§ **Work request**
Every line of the entries with the word "blurred" in it should be shown.

§ **Provided records**
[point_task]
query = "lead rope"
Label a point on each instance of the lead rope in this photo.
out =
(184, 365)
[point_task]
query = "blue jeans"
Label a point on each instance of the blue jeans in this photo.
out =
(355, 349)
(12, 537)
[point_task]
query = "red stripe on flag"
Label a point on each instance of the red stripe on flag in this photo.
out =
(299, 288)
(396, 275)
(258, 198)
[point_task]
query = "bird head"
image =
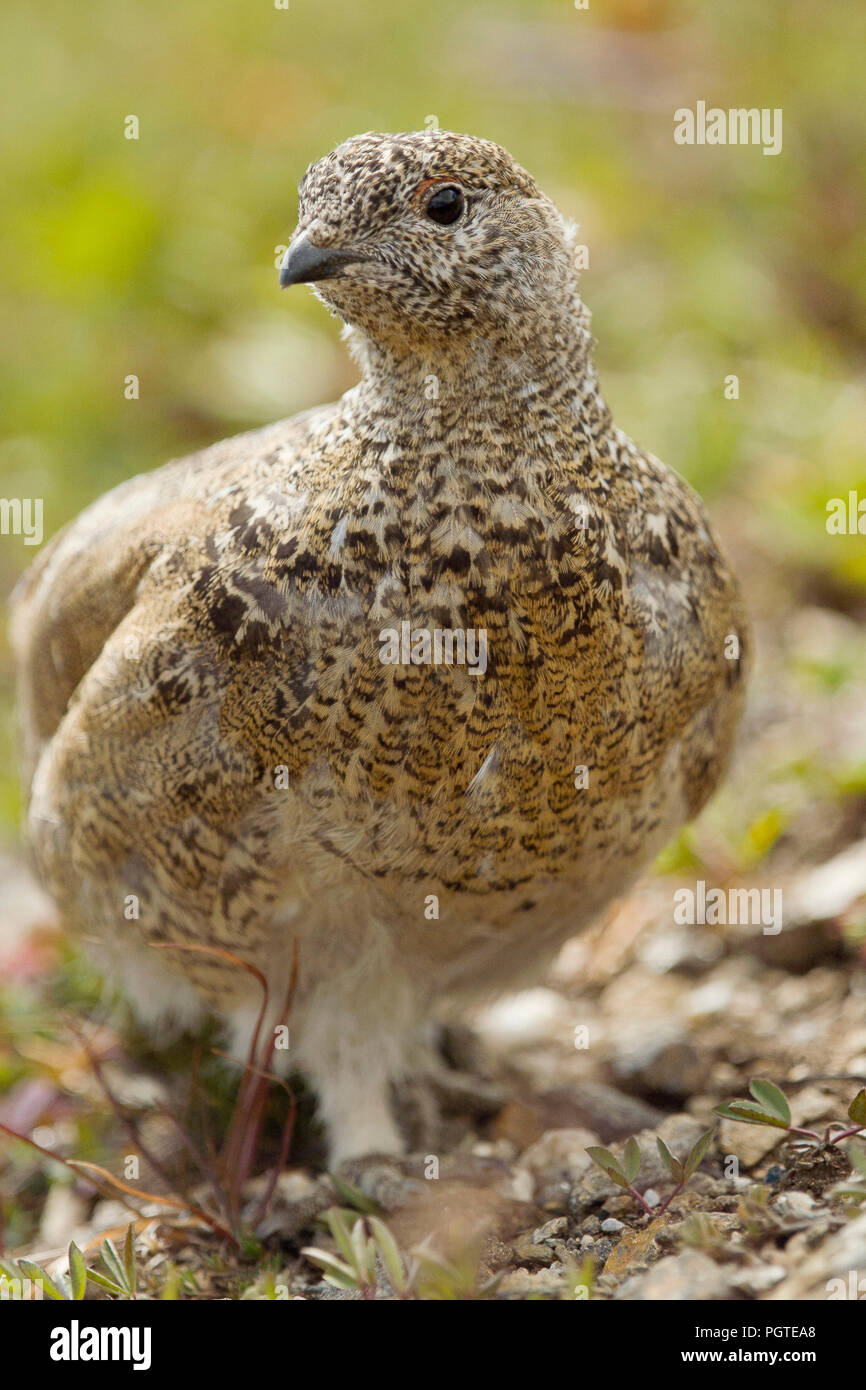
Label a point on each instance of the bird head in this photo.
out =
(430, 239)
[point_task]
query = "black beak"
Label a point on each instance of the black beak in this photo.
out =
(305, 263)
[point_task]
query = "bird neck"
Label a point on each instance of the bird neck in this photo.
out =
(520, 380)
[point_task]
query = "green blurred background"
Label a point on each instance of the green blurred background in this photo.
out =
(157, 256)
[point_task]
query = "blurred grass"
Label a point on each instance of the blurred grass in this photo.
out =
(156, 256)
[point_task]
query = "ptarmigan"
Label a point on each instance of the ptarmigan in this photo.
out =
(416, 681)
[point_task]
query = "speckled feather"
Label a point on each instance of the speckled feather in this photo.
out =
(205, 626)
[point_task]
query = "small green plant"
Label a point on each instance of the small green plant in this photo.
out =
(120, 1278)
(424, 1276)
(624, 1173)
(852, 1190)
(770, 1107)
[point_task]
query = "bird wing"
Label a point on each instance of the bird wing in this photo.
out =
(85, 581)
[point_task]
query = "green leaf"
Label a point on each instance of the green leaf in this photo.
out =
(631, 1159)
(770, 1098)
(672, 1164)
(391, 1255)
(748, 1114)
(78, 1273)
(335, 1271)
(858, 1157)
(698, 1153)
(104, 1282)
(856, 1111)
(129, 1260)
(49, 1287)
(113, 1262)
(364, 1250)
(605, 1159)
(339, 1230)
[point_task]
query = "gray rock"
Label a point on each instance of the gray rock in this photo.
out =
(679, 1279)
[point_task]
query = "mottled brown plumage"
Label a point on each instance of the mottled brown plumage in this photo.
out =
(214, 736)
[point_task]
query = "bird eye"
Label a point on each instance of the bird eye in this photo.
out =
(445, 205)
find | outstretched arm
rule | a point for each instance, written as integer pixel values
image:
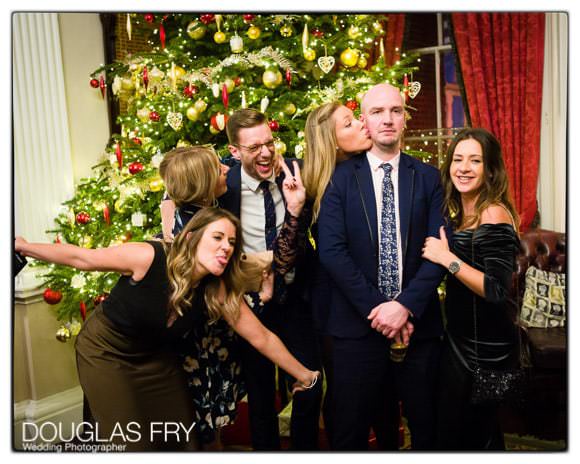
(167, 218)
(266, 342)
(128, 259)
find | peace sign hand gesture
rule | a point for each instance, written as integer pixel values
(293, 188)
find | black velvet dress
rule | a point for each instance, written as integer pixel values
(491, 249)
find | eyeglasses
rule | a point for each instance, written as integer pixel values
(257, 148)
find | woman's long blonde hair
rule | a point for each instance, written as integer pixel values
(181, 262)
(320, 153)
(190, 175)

§ **Completed exercise**
query = "green blurred background"
Label a point on each instance of the green blurred background in this photo.
query = "blurred grass"
Label a point on each instance of the blurred grass in this photo.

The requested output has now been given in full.